§ **ACTIVITY**
Exactly as they appear, set down all of the records.

*** RECORDED INFORMATION ***

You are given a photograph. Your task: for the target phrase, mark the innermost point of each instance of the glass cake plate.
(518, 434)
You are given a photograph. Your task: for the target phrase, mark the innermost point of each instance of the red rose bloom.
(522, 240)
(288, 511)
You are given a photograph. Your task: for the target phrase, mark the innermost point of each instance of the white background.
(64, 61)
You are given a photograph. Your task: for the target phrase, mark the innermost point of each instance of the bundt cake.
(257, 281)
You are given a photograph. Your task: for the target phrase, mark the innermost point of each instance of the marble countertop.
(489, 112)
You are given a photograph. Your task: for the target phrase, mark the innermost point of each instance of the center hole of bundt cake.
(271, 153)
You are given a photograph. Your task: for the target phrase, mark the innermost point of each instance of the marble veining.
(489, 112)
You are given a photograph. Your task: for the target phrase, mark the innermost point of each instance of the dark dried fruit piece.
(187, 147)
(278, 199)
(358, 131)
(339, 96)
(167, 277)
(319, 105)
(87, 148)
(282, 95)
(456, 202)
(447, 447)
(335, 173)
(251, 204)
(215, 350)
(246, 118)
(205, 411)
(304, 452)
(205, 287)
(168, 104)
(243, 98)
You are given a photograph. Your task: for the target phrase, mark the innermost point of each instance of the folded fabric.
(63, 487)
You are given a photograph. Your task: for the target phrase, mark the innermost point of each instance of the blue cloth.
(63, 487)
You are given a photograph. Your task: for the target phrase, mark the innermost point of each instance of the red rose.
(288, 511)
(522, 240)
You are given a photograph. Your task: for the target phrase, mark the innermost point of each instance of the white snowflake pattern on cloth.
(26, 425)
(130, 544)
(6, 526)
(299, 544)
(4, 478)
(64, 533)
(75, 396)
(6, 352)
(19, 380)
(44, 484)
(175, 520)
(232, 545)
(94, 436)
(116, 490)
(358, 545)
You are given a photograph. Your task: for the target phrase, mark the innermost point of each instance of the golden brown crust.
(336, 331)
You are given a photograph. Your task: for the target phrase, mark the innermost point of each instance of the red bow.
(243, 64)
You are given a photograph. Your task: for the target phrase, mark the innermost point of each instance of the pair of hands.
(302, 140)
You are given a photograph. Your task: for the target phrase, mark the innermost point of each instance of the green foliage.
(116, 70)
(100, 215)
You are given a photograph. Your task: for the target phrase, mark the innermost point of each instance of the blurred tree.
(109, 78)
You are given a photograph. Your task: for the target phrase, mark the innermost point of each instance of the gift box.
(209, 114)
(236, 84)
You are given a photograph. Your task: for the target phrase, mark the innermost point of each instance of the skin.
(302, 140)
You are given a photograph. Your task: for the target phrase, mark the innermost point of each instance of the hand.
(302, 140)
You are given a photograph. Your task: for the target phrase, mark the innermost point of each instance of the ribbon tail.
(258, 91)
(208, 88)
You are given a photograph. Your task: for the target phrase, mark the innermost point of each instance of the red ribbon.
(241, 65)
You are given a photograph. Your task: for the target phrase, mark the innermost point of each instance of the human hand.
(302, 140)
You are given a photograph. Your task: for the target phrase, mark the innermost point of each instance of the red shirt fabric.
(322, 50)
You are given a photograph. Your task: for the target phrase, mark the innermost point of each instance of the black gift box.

*** End of RECORDED INFORMATION ***

§ **REPLY TO THE EXERCISE**
You are given a photograph. Your task: for the target phrase, mark the innermost point of each instance of the glass cake plate.
(518, 434)
You are given a photograph. Your task: for the target phrase, mark the innermost point of each instance of the red rose bloom.
(522, 240)
(288, 511)
You are given a photograph. Your task: for the target phrase, mark the innermost point of each instance of the white background.
(64, 61)
You are given a photograph. Your task: for the target phrase, mark the innermost point of each instance of the bundt cake.
(257, 281)
You are given a photograph. Your task: for the target phrase, mark the innermost point of each instance of the marble countertop.
(489, 112)
You are given a photograph. Your task: for the target phrase, mark the innermost point of each instance of the center hole of bundt cake.
(271, 153)
You are given a photograph. Your task: for the target phrase, mark the innermost point of each instance of the marble veining.
(489, 112)
You are given a photograph. Your task: for the target phrase, mark the innermost point of each instance of the dark dried fruit piece.
(187, 147)
(278, 199)
(358, 131)
(339, 96)
(167, 277)
(319, 105)
(87, 148)
(282, 95)
(456, 202)
(447, 447)
(335, 173)
(251, 204)
(215, 350)
(246, 118)
(205, 411)
(304, 452)
(205, 287)
(168, 104)
(243, 98)
You are given a photograph. Your task: for the target phrase, mark the innermost point of each instance of the folded fabric.
(63, 487)
You are given a photograph. Your task: for the target phrase, mark the innermost point of each instance of the blue cloth.
(63, 487)
You are given a photograph. Your task: for the target phrase, mark the innermost point of each instance of the red rose.
(288, 511)
(522, 240)
You are given a photograph. Your task: for the target phrase, mark the innermost point of each instance of the white snowflake pattern on cloth.
(26, 425)
(130, 544)
(6, 526)
(299, 544)
(4, 478)
(64, 533)
(75, 396)
(6, 352)
(19, 380)
(44, 484)
(175, 520)
(232, 545)
(94, 436)
(116, 490)
(358, 545)
You are given a photograph. Your task: for the target phrase, mark the innermost point of each instance of the golden brown crust.
(336, 331)
You are given a photograph. Your task: for the target phrase, mark the innermost point of each instance of the red bow.
(243, 64)
You are given a photograph. Your task: for the target phrase, mark the innermost point of each instance of the pair of hands.
(302, 140)
You are given a photograph. Your task: for the target phrase, mark the innermost point of each instance of the green foliage.
(116, 70)
(100, 215)
You are given a photograph. Your task: for the target phrase, mark the innermost point of each instance of the blurred tree.
(109, 78)
You are given a photograph. Your task: for the target phrase, mark the innermost point of each instance of the gift box.
(209, 114)
(236, 84)
You are given a photograph. Your task: for the target phrase, mark the innermost point of each instance of the skin.
(302, 140)
You are given a photograph. Your task: for the target phrase, mark the innermost point of each instance of the hand.
(302, 140)
You are given a photograph. Your task: for the target phrase, mark the innermost point of each instance of the ribbon tail.
(258, 91)
(208, 88)
You are given a photograph. Your task: for the target phrase, mark the innermost point of each instance of the red ribbon.
(241, 65)
You are given a photograph. Your task: for the target phrase, mark the innermost point of each instance of the human hand.
(302, 140)
You are given a photograph. Your task: for the target phrase, mark the innermost point of each instance of the red shirt fabric.
(322, 50)
You are given a photograph. Your task: for the target phrase, mark the innermost point of each instance of the black gift box.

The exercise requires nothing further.